Consigna A:
Responde, según el fragmento sobre El Torito:
(i) ¿De qué material son las paredes que el sol tiñe de oro?
(ii) ¿Qué tipo de música suena de fondo a la llegada?
(iii) ¿Quién giraba las brasas en el patio de la casa de la abuela?
Consigna B:
Por favor, escribe la continuación del fragmento sobre El Torito a partir de su última oración.

Fragmento proporcionado:
====

El Torito, entonces, es más que una pulpería: es una cápsula viva del país, una esquina del tiempo donde el pasado y el presente se abrazan.
Cuando llego, el sol cae sobre el alero y tiñe de oro las paredes de adobe. El aire huele a leña, a pasto recién cortado y a pan caliente. De fondo, una zamba suave —de esas que suenan con la melancolía justa— se mezcla con las risas del patio.
Por un momento, cierro los ojos y vuelvo a la casa de mi abuela.
Vuelvo a ese patio donde el humo del asado se enredaba en las enredaderas, donde mi tata giraba las brasas con una paciencia infinita mientras sonaba una zambita en la radio.
Era la misma melodía, o al menos así la siento.
Porque hay músicas que no pertenecen a una época, sino al alma.
Abro los ojos y ahí está: el Torito, entero, renovado, hermoso, como si el tiempo se hubiera detenido justo antes de que la modernidad lo borrara.

====

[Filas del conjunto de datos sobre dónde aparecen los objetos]
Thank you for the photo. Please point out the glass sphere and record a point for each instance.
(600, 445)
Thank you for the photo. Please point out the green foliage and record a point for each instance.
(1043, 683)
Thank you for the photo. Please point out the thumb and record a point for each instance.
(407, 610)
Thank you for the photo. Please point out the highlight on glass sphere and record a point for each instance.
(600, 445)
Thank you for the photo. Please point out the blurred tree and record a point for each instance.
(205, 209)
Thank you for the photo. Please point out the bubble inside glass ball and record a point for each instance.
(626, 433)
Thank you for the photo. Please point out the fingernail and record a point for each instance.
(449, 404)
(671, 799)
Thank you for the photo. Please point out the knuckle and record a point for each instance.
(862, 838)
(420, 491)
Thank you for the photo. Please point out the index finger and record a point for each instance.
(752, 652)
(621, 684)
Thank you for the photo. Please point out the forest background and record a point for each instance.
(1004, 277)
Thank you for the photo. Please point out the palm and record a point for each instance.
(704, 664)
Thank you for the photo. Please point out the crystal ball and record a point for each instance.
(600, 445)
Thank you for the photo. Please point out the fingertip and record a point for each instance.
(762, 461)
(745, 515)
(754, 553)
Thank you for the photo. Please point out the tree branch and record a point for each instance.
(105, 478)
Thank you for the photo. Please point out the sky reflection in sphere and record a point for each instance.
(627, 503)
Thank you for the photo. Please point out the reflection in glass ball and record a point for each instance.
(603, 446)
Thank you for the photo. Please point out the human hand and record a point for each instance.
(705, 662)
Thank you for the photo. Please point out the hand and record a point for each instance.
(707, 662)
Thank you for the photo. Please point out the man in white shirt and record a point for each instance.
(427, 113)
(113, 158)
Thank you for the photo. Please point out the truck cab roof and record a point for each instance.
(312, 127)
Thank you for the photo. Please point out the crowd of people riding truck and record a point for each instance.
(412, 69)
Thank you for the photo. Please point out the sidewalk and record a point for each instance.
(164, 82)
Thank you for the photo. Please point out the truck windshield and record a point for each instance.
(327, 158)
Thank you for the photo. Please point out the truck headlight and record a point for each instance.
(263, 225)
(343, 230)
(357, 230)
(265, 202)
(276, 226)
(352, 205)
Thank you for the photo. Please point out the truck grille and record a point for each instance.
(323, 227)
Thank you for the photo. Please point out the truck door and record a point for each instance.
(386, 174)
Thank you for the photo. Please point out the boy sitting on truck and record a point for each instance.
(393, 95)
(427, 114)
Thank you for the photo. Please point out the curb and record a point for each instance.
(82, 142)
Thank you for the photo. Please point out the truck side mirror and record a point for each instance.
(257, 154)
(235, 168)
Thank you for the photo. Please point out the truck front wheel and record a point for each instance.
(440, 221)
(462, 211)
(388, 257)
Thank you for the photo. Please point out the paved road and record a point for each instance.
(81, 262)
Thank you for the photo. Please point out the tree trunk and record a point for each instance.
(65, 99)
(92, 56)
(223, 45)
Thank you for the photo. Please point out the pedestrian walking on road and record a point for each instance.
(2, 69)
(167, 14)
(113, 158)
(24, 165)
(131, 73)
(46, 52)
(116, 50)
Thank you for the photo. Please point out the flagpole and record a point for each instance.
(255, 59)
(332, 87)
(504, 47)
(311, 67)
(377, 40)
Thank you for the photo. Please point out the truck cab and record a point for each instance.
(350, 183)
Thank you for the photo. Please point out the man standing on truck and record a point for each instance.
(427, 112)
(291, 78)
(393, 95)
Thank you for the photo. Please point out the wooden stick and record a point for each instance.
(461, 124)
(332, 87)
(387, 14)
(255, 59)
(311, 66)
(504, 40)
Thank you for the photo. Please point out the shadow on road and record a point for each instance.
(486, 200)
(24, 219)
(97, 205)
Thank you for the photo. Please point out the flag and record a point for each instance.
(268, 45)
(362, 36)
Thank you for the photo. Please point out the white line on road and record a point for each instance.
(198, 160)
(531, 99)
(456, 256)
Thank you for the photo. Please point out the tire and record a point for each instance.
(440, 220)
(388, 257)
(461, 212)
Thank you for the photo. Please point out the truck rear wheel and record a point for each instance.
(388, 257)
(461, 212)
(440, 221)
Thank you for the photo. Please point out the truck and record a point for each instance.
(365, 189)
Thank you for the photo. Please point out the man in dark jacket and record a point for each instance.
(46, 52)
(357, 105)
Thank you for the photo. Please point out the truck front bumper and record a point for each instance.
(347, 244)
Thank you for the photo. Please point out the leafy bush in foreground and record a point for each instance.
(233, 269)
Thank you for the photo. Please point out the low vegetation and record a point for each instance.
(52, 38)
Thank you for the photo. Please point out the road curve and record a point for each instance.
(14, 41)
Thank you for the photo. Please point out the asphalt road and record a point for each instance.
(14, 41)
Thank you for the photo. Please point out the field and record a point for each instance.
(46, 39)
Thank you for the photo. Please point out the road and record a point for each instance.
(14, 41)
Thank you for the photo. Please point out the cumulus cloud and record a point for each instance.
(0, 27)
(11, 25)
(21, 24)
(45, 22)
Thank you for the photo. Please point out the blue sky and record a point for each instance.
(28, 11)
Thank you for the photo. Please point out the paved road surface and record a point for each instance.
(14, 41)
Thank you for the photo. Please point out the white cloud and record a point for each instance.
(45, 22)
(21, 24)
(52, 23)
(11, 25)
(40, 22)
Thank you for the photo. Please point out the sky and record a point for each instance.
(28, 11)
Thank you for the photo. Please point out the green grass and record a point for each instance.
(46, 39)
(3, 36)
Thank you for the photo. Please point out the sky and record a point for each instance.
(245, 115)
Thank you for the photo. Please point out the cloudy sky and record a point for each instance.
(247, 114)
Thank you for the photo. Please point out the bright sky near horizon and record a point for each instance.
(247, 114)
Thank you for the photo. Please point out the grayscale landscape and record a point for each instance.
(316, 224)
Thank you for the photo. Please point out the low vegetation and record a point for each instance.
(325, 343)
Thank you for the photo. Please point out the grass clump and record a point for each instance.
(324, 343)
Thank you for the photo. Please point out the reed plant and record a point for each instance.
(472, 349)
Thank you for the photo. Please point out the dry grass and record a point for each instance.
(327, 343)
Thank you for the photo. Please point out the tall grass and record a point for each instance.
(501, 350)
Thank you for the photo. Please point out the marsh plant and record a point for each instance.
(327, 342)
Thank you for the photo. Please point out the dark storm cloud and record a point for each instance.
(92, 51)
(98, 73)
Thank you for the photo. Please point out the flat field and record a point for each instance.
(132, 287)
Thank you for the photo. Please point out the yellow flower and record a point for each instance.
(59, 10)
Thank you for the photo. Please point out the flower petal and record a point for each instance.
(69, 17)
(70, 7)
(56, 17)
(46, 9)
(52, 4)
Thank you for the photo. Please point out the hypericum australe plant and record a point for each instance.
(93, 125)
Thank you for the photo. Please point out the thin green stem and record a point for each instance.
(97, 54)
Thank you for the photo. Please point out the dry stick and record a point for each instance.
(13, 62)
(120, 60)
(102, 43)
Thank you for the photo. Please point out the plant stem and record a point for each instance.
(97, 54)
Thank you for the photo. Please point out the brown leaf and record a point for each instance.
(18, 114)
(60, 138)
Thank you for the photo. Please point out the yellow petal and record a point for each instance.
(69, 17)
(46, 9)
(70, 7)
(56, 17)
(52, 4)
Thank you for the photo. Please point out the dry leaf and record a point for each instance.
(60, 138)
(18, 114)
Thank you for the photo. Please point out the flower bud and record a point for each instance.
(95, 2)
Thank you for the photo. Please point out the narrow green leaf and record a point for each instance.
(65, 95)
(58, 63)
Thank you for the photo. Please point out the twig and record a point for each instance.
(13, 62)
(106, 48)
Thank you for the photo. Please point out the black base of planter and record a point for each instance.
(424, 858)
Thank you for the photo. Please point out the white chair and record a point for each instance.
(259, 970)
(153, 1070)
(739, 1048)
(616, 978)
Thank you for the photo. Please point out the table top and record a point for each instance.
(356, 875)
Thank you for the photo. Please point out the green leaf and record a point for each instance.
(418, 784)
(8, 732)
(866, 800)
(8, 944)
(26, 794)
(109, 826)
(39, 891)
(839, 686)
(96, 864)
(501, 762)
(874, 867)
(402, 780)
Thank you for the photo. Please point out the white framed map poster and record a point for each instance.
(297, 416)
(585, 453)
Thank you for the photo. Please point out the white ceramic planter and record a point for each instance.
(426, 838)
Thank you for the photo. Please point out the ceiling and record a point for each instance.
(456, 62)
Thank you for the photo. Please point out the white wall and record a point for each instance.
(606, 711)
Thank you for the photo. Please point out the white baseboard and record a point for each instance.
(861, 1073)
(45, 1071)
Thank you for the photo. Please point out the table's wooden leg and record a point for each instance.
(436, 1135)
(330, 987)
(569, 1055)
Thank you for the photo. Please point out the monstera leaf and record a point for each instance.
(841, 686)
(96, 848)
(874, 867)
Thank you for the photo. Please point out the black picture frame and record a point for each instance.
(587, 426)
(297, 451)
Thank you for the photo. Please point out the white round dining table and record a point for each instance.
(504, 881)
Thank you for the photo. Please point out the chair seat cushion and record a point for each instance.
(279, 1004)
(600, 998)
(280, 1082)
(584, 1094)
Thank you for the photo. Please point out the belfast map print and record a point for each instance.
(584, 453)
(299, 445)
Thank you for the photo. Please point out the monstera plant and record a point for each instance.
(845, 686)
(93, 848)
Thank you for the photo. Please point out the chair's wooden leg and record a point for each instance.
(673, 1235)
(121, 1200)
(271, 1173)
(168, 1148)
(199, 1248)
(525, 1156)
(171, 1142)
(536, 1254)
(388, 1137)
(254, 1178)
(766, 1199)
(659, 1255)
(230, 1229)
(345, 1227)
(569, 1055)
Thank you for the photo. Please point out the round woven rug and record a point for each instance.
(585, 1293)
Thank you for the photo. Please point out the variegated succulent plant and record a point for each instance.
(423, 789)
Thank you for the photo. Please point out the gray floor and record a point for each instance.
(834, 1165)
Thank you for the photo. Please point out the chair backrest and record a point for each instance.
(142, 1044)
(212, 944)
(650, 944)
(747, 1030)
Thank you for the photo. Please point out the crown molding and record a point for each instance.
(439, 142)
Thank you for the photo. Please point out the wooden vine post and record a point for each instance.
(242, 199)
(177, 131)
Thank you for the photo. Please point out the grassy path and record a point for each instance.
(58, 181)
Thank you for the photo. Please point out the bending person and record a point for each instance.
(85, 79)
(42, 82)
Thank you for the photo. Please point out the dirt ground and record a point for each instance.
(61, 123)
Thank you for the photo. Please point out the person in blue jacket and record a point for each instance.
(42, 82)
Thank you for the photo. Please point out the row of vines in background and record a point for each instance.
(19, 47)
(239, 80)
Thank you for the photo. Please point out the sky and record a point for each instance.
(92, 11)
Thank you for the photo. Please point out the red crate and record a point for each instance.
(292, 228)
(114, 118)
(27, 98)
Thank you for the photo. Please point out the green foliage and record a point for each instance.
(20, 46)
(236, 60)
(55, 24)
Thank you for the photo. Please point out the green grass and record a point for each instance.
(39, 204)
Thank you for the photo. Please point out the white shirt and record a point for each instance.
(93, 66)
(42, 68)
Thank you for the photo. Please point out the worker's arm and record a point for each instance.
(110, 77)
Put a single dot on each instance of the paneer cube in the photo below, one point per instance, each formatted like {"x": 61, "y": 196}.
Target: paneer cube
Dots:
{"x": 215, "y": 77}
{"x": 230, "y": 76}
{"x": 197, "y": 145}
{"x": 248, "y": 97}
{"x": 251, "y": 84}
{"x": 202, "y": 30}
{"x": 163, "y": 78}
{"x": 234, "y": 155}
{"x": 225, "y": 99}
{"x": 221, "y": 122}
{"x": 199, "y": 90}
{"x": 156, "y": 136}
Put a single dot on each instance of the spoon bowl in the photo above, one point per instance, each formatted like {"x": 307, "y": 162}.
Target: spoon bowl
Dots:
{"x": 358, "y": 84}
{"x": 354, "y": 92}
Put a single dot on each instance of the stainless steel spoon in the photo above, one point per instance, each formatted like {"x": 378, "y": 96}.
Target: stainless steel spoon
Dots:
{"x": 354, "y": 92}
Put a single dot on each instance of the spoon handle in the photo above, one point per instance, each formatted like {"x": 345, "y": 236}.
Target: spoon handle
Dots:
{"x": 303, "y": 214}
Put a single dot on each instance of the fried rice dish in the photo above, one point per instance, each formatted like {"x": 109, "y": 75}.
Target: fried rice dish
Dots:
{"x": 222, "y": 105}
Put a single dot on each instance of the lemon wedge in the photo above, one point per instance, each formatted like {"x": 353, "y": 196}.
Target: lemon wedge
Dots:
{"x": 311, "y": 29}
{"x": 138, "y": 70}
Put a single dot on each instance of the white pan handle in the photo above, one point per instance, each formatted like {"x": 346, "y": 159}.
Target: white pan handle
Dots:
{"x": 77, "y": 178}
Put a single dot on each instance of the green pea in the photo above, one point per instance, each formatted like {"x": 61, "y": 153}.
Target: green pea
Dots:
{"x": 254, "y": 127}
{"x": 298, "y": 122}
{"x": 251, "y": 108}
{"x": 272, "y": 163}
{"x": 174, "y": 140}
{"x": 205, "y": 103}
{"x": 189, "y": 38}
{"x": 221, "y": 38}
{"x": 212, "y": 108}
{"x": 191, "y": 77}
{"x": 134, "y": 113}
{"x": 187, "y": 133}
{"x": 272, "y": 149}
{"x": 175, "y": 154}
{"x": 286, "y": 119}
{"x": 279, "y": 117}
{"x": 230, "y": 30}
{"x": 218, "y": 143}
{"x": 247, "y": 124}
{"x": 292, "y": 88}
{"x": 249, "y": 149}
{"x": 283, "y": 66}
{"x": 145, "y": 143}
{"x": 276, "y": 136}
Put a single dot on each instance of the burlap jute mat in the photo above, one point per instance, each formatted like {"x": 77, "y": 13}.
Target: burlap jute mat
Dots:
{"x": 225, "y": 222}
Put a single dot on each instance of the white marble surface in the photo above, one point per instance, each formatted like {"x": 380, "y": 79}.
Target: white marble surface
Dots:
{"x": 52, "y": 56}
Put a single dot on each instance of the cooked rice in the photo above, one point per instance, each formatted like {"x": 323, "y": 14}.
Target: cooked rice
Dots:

====

Resultado A:
(i) De adobe.
(ii) Una zamba suave.
(iii) El tata.

Resultado B:
Me reciben Agostina Gisbert y Juan Pablo Patané, junto a los padres de él, Pablo Esteban Patané y Gabriela Inés Fuentes, los actuales dueños. Cuatro personas y una misma idea: devolverle al Torito la vida que nunca debió perder.
“Nos costó, pero valió cada esfuerzo —dice Gabriela, mientras sirve un mate—. Este lugar es una parte del alma de Baradero, y verlo así, lleno otra vez, es una emoción difícil de explicar.”
El ambiente es simple, como todo lo que realmente vale.
Paredes gruesas, botellas de vidrio alineadas, herramientas antiguas que parecen recién bajadas del carro de un colono. En las estanterías, hay latas, frascos y fotografías en blanco y negro que murmuran historias.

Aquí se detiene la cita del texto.